- [Supplied text]:

____

Saturday, November 7, 2020

Trust the Timing

     We are studying Genesis again this year in BSF. It no longer surprises me that I find new gems every time through this very familiar book, and recent lesson on Noah's ark. This time I was struck by God's precise timing of the events of the flood. For instance, on the 17th day of the second month of Noah's 600th year, the floodgates of heaven opened and the 40 days and nights of rain began. (Gen. 7:11) On that very day . . (Gen 7:13) The waters flooded the earth for 150 days. (Gen.7:24) On the 17th day of the seventh month, the ark came to rest on Ararat. On the first day of the 10th month, the tops of the mountains became visible. (Gen 8:5) By the first day of the first month of Noah's 601st year, the waters were drying up. (Gen 8:13) By the 22nd day of the second month, the earth was completely dry. (Gen 8:14) God planned precisely when the flood would begin, when it would end, and when Noah could come out. If I had been on the ark, by the time the dove came back with the olive branch, I would have been crawling out the window.
     Far from being a fable, the flood account sounds like it was written by an accountant or a statistician. My take away from all this detail--trust God's timing. After many months of involuntary quarantine with all those animals and, even more challenging, his family, Noah waited on the ark until God called him to come out. He trusted God's timing. I shared this with our women's prayer group. Some of us have had outstanding answers to prayer--a daughter in her 40's finally sober, my own son's sobriety. Meanwhile the woman who started our prayer group for prodigals is still waiting for her daughter to spit out the kool-aid of our current culture. What's the holdup? God's timing. I think of the seeds of God Word that we plant in the hearts of our children as little time bombs. It is wiser to wait for God to set them off than to keep whacking them with a hammer to speed up the process. And wind up destroying the relationship instead of the sin. Our sober successes did not get that way overnight. God has appointed the time and the means, so we pray as her young daughter travels, mostly alone, to foreign countries that God will mine her path with believers she might listen to.

____

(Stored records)
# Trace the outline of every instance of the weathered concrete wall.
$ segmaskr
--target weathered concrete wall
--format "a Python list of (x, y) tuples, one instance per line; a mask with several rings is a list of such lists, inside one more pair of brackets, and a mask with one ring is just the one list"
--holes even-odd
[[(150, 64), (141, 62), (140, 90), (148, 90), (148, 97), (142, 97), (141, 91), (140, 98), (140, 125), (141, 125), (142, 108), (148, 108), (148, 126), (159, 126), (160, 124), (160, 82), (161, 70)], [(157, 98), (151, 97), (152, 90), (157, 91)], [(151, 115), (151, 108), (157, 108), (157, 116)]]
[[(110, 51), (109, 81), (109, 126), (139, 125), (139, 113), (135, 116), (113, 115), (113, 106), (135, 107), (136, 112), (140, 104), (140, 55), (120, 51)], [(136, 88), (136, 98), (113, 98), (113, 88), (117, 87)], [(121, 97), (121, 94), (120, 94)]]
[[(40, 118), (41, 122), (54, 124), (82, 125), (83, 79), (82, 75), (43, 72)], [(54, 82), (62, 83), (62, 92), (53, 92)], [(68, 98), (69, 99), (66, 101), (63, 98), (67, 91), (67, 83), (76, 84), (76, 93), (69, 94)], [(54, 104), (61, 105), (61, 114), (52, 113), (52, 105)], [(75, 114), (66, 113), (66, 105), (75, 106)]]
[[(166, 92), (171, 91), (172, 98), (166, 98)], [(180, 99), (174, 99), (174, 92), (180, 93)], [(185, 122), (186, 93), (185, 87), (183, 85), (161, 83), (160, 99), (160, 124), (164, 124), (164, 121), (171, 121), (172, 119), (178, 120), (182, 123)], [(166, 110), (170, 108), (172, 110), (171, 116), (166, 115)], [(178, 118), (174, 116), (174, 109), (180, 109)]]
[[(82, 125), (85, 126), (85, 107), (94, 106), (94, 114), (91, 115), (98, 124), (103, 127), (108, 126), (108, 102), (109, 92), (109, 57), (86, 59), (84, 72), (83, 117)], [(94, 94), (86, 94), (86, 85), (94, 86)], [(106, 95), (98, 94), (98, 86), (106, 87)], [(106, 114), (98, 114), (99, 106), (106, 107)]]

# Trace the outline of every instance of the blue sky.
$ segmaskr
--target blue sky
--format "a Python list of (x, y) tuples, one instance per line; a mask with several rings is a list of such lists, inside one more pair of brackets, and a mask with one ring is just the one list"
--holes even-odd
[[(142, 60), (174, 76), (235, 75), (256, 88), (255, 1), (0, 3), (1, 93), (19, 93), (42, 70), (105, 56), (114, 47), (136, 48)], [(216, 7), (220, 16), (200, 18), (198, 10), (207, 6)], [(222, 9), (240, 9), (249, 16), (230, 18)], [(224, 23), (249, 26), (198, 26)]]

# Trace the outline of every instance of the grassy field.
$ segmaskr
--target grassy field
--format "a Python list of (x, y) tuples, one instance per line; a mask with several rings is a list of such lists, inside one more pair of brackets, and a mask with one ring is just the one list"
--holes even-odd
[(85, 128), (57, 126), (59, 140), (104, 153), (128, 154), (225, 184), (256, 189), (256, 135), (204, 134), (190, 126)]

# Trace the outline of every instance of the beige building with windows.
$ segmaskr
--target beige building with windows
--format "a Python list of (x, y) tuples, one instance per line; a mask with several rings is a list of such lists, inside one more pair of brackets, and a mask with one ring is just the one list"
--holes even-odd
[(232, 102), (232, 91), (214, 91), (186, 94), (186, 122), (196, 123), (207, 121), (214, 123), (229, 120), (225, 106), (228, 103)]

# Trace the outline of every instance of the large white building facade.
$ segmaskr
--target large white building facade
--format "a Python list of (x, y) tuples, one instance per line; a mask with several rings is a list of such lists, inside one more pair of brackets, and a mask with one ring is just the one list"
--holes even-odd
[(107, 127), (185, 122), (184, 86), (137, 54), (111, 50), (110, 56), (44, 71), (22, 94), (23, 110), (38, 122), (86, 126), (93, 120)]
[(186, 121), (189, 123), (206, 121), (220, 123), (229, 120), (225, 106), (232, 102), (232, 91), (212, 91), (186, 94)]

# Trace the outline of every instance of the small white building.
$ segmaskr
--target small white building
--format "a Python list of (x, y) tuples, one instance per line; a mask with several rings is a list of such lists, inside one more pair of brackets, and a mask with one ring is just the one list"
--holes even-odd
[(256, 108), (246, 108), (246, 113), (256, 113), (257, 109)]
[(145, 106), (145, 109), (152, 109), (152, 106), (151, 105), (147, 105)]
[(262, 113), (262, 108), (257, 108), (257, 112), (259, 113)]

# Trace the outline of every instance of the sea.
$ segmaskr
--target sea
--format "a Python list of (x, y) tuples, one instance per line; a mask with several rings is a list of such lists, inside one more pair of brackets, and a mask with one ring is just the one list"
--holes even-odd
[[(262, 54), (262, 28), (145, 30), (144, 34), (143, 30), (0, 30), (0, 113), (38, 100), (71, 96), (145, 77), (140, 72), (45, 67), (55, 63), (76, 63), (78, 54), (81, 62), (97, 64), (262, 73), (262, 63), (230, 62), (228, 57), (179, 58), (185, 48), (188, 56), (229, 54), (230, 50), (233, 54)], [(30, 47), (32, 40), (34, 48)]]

____

- [Work to complete]:
A. In the post on trusting God's timing, on what day did the ark come to rest on Ararat?
B. Continue the post on trusting God's timing from where it stops.

- [Results for each task]:
A. The 17th day of the seventh month.

B.
    I had an opportunity to share this with my son recently. After asking my advice about how to approach his manager about a raise, he was disappointed that the man left before he could talk to him. I told him, "Trust the timing". I did not say trust God's timing because he already knows that's what I meant (he's known me all his life), no need to use a hammer. The next day, when he did talk to the manager, he not only gave him a raise, but said he had already been thinking about it. Timing. It has been encouraging to see my son recognize for himself how God is working in his life. The spark is there. I can throw a log on it trying to speed things up (not recommended for starting a campfire), but only the Holy Spirit can fan that spiritual spark into flame. After decades of looking for ladders to climb out the window of the ark, I at last realize I should pursue the plan of the One who provided it. And trust the timing.